◆ TEXT BLOCK ◆
___

These are the key concepts you need to understand to accurately answer the question.

Simplest Radical Form
Simplifying a radical to its simplest form involves breaking down a number within a square root to its basic components. It means expressing the radical without any perfect squares left beneath the radical sign. For example,
  • The radical \(\sqrt{45}\) can be simplified by factoring 45 into \(3^2 \cdot 5\).
  • Since \(3^2\) forms a perfect square, it can be taken out of the radical, simplifying it to \(3\sqrt{5}\).
Simplifying radicals helps in reducing the expression to its base form, making further calculations easier.
Prime Factorization
Prime factorization breaks down a number into its basic prime number components. This process is key in simplifying radicals. Every number can be expressed as a product of prime numbers, and this is particularly useful when simplifying square roots.
  • For \(\sqrt{45}\), we express 45 as \(3^2\cdot 5\).This gives us the perfect square \(3^2\).
  • Similarly, \(\sqrt{20}\) can be expressed using prime factors as \(2^2\cdot 5\).

___

Dataset entries
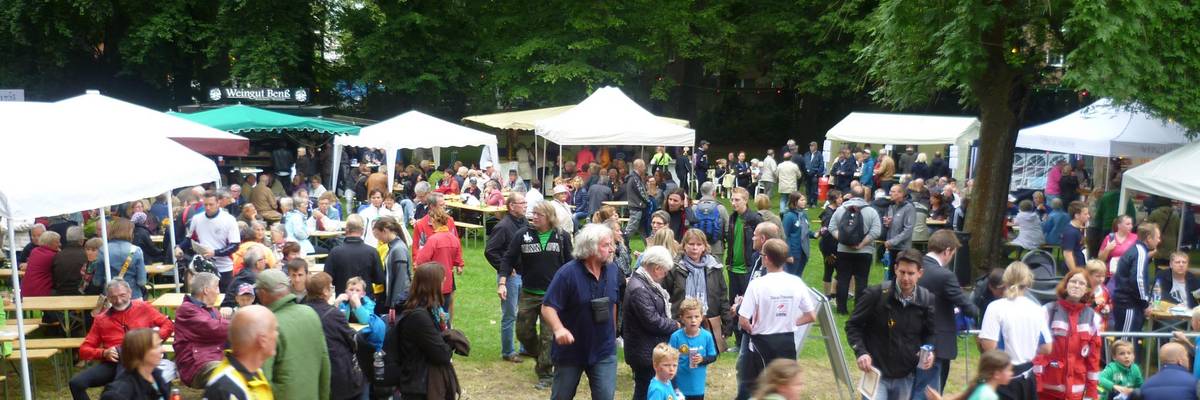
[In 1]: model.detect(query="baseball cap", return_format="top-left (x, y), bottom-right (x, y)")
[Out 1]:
top-left (254, 269), bottom-right (289, 292)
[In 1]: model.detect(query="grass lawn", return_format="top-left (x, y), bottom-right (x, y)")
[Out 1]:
top-left (25, 193), bottom-right (978, 399)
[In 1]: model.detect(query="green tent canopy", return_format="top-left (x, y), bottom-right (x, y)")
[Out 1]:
top-left (172, 105), bottom-right (359, 136)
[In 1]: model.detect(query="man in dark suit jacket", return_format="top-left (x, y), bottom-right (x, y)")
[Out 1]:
top-left (912, 229), bottom-right (979, 400)
top-left (1154, 251), bottom-right (1200, 309)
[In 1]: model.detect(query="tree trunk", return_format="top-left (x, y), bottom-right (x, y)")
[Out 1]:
top-left (966, 15), bottom-right (1030, 277)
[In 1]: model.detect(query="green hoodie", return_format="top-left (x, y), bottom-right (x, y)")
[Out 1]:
top-left (1100, 362), bottom-right (1144, 399)
top-left (263, 294), bottom-right (331, 400)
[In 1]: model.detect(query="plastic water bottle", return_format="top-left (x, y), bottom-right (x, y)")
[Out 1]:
top-left (371, 350), bottom-right (385, 382)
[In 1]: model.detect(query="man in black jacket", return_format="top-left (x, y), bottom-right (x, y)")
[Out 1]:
top-left (846, 249), bottom-right (937, 399)
top-left (692, 141), bottom-right (708, 187)
top-left (496, 202), bottom-right (572, 389)
top-left (725, 187), bottom-right (762, 304)
top-left (325, 214), bottom-right (386, 295)
top-left (484, 192), bottom-right (529, 363)
top-left (912, 229), bottom-right (979, 400)
top-left (624, 159), bottom-right (650, 243)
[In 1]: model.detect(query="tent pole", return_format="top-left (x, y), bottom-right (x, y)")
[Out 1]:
top-left (100, 208), bottom-right (112, 279)
top-left (8, 216), bottom-right (33, 399)
top-left (538, 136), bottom-right (550, 192)
top-left (167, 190), bottom-right (179, 293)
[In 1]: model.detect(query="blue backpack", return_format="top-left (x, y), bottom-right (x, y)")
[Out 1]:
top-left (688, 201), bottom-right (725, 244)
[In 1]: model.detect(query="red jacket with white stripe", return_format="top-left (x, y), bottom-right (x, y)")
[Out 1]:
top-left (1033, 299), bottom-right (1104, 400)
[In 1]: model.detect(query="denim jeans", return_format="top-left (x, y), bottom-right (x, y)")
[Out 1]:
top-left (67, 362), bottom-right (124, 400)
top-left (516, 291), bottom-right (554, 378)
top-left (550, 352), bottom-right (617, 400)
top-left (496, 274), bottom-right (521, 357)
top-left (864, 374), bottom-right (912, 400)
top-left (912, 359), bottom-right (949, 400)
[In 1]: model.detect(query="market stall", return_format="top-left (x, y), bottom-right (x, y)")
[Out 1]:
top-left (56, 90), bottom-right (250, 156)
top-left (1016, 98), bottom-right (1188, 159)
top-left (0, 102), bottom-right (217, 399)
top-left (824, 113), bottom-right (979, 179)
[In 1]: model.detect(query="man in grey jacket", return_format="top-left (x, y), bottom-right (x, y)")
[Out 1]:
top-left (829, 186), bottom-right (883, 315)
top-left (883, 185), bottom-right (917, 280)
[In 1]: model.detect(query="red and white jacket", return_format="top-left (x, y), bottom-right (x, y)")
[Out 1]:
top-left (1033, 299), bottom-right (1104, 400)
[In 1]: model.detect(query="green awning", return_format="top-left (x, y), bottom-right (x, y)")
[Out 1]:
top-left (173, 105), bottom-right (359, 136)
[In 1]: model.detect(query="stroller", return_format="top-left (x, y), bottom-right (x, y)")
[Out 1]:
top-left (1021, 250), bottom-right (1062, 304)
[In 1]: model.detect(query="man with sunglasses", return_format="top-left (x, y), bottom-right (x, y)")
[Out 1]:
top-left (484, 193), bottom-right (528, 363)
top-left (68, 279), bottom-right (175, 400)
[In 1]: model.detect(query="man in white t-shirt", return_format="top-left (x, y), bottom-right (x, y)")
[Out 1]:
top-left (175, 191), bottom-right (241, 292)
top-left (979, 262), bottom-right (1052, 399)
top-left (846, 249), bottom-right (937, 400)
top-left (737, 239), bottom-right (816, 399)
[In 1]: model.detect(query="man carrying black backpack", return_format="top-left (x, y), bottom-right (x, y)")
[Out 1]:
top-left (688, 181), bottom-right (730, 259)
top-left (829, 186), bottom-right (883, 314)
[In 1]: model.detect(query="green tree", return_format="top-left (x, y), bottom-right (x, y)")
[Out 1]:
top-left (863, 0), bottom-right (1200, 268)
top-left (1064, 1), bottom-right (1200, 132)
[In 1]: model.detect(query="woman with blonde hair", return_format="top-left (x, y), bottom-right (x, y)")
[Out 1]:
top-left (91, 217), bottom-right (146, 299)
top-left (100, 329), bottom-right (170, 400)
top-left (754, 358), bottom-right (804, 400)
top-left (979, 262), bottom-right (1054, 399)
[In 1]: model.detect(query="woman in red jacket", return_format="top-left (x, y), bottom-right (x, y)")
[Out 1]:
top-left (1033, 269), bottom-right (1104, 400)
top-left (20, 231), bottom-right (62, 298)
top-left (413, 209), bottom-right (466, 321)
top-left (413, 192), bottom-right (458, 253)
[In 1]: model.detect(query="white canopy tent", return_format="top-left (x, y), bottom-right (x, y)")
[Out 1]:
top-left (824, 113), bottom-right (979, 177)
top-left (330, 111), bottom-right (499, 191)
top-left (534, 86), bottom-right (696, 147)
top-left (0, 102), bottom-right (218, 399)
top-left (1121, 143), bottom-right (1200, 204)
top-left (1016, 98), bottom-right (1188, 159)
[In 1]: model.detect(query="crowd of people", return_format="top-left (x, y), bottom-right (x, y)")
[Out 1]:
top-left (0, 136), bottom-right (1200, 400)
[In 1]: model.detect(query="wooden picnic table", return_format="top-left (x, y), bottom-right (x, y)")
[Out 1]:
top-left (308, 231), bottom-right (346, 239)
top-left (446, 202), bottom-right (509, 234)
top-left (150, 293), bottom-right (224, 310)
top-left (446, 202), bottom-right (509, 214)
top-left (146, 263), bottom-right (175, 275)
top-left (0, 318), bottom-right (38, 341)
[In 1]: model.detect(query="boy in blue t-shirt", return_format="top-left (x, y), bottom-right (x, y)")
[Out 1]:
top-left (646, 344), bottom-right (684, 400)
top-left (671, 298), bottom-right (716, 400)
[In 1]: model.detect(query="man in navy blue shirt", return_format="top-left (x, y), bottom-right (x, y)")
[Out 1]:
top-left (1132, 342), bottom-right (1196, 400)
top-left (541, 223), bottom-right (620, 400)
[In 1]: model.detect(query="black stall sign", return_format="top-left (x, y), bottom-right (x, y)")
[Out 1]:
top-left (209, 88), bottom-right (308, 103)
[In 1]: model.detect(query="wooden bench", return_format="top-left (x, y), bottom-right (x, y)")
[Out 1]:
top-left (25, 338), bottom-right (84, 350)
top-left (150, 282), bottom-right (184, 293)
top-left (454, 221), bottom-right (484, 240)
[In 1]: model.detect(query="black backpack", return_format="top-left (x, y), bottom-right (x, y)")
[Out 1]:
top-left (688, 201), bottom-right (725, 244)
top-left (838, 205), bottom-right (866, 246)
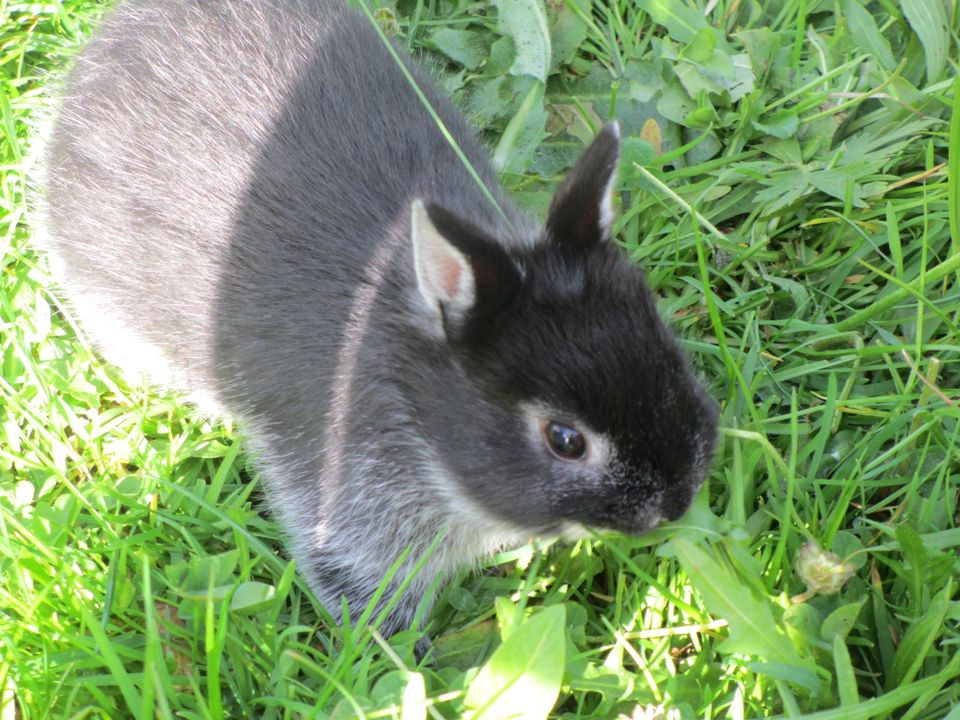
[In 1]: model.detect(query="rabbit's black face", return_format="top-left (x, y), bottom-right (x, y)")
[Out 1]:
top-left (461, 240), bottom-right (717, 532)
top-left (413, 125), bottom-right (717, 532)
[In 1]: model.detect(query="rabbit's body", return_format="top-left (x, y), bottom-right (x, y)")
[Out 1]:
top-left (43, 0), bottom-right (715, 630)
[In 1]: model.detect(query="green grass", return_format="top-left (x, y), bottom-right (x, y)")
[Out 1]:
top-left (0, 0), bottom-right (960, 720)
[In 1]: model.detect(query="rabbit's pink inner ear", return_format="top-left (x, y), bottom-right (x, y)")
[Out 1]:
top-left (410, 200), bottom-right (475, 319)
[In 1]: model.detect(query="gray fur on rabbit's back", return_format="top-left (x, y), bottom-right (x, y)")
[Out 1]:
top-left (43, 0), bottom-right (715, 630)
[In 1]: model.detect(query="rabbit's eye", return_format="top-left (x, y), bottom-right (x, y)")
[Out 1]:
top-left (543, 422), bottom-right (587, 460)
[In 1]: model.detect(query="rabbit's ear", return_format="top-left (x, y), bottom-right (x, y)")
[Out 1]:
top-left (410, 200), bottom-right (520, 340)
top-left (547, 122), bottom-right (620, 252)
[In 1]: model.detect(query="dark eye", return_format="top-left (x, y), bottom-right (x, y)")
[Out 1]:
top-left (543, 422), bottom-right (587, 460)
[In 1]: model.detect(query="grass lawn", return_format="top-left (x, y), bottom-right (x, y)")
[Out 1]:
top-left (0, 0), bottom-right (960, 720)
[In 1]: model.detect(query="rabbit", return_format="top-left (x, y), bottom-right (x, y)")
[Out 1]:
top-left (38, 0), bottom-right (718, 633)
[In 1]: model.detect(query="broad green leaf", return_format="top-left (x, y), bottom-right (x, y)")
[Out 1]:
top-left (637, 0), bottom-right (707, 43)
top-left (493, 83), bottom-right (547, 172)
top-left (900, 0), bottom-right (950, 83)
top-left (230, 581), bottom-right (277, 614)
top-left (400, 672), bottom-right (427, 720)
top-left (430, 28), bottom-right (489, 70)
top-left (464, 605), bottom-right (566, 720)
top-left (673, 538), bottom-right (804, 666)
top-left (841, 0), bottom-right (897, 72)
top-left (820, 596), bottom-right (867, 642)
top-left (753, 110), bottom-right (800, 140)
top-left (494, 0), bottom-right (550, 83)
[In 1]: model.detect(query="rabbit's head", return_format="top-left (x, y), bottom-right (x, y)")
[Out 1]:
top-left (412, 124), bottom-right (717, 532)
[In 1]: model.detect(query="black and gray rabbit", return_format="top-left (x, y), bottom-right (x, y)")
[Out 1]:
top-left (33, 0), bottom-right (717, 632)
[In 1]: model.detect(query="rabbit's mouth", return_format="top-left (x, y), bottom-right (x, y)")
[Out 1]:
top-left (556, 512), bottom-right (668, 542)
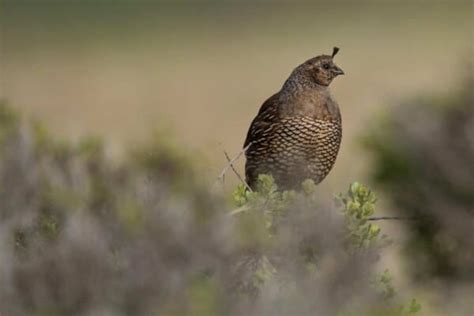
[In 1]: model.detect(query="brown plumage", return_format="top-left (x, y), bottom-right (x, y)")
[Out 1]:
top-left (244, 47), bottom-right (344, 189)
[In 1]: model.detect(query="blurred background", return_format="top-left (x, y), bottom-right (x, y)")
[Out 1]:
top-left (0, 0), bottom-right (474, 315)
top-left (0, 1), bottom-right (473, 190)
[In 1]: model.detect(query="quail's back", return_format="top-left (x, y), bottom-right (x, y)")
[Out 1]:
top-left (244, 48), bottom-right (343, 189)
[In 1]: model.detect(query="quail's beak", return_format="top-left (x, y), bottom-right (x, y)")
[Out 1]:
top-left (332, 66), bottom-right (344, 76)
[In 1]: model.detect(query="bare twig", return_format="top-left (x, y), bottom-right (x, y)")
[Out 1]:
top-left (367, 216), bottom-right (422, 221)
top-left (224, 150), bottom-right (252, 192)
top-left (214, 143), bottom-right (252, 190)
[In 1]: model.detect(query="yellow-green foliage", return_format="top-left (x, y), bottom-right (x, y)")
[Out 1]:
top-left (0, 105), bottom-right (422, 316)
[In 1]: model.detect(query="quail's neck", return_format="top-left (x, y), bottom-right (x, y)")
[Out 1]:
top-left (280, 73), bottom-right (330, 99)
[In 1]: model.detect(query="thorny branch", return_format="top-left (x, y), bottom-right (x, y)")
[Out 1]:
top-left (214, 142), bottom-right (252, 191)
top-left (224, 150), bottom-right (252, 192)
top-left (367, 216), bottom-right (422, 221)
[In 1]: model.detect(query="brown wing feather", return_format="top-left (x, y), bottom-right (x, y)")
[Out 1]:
top-left (244, 93), bottom-right (279, 148)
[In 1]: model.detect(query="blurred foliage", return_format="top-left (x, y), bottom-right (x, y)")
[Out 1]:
top-left (0, 104), bottom-right (420, 316)
top-left (364, 73), bottom-right (474, 282)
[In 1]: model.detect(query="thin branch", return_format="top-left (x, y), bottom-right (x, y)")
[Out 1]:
top-left (224, 150), bottom-right (252, 192)
top-left (214, 143), bottom-right (252, 190)
top-left (367, 216), bottom-right (422, 221)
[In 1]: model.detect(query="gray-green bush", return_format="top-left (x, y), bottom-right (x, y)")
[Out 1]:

___

◆ THINGS TO DO ◆
- A) From the explanation of simplifying radicals above, reproduce the text between "Simplifying radicals helps" and "simplifying square roots.", inclusive.
- B) In the explanation of simplifying radicals, translate this sentence into Spanish: "Prime factorization breaks down a number into its basic prime number components."
- C) Extend the explanation of simplifying radicals, picking up right after its last sentence.

◆ WRITTEN RESPONSES ◆
- A)
Simplifying radicals helps in reducing the expression to its base form, making further calculations easier.
Prime Factorization
Prime factorization breaks down a number into its basic prime number components. This process is key in simplifying radicals. Every number can be expressed as a product of prime numbers, and this is particularly useful when simplifying square roots.

- B) La factorización en números primos descompone un número en sus componentes básicos, que son números primos.

- C)
The perfect squares \(3^2\) and \(2^2\) can then be extracted from the square root, simplifying the expression to \(3\sqrt{5}\) and \(2\sqrt{5}\) respectively, making complex expressions more manageable.
Simplifying Expressions
After simplifying the radicals within, the final step is to simplify the entire expression. This involves substituting the simplified radicals back into the original expression and reducing any like terms.
  • In our example, we substitute back \(3\sqrt{5}\) for \(\sqrt{45}\) and \(2\sqrt{5}\) for \(\sqrt{20}\):
  • The expression becomes \(\frac{4 \cdot 3\sqrt{5}}{-6 \cdot 2\sqrt{5}}\), which simplifies to \(\frac{12\sqrt{5}}{-12\sqrt{5}}\).
  • Observing that \(\sqrt{5}\) terms cancel out, we simplify the expression to \(\frac{12}{-12} = -1\).
Simplifying the entire expression not only reduces the number of components, but also helps in clarifying the solution. Ultimately, the solution becomes straightforward and easier to understand, as in this case where everything simplified to \(-1\).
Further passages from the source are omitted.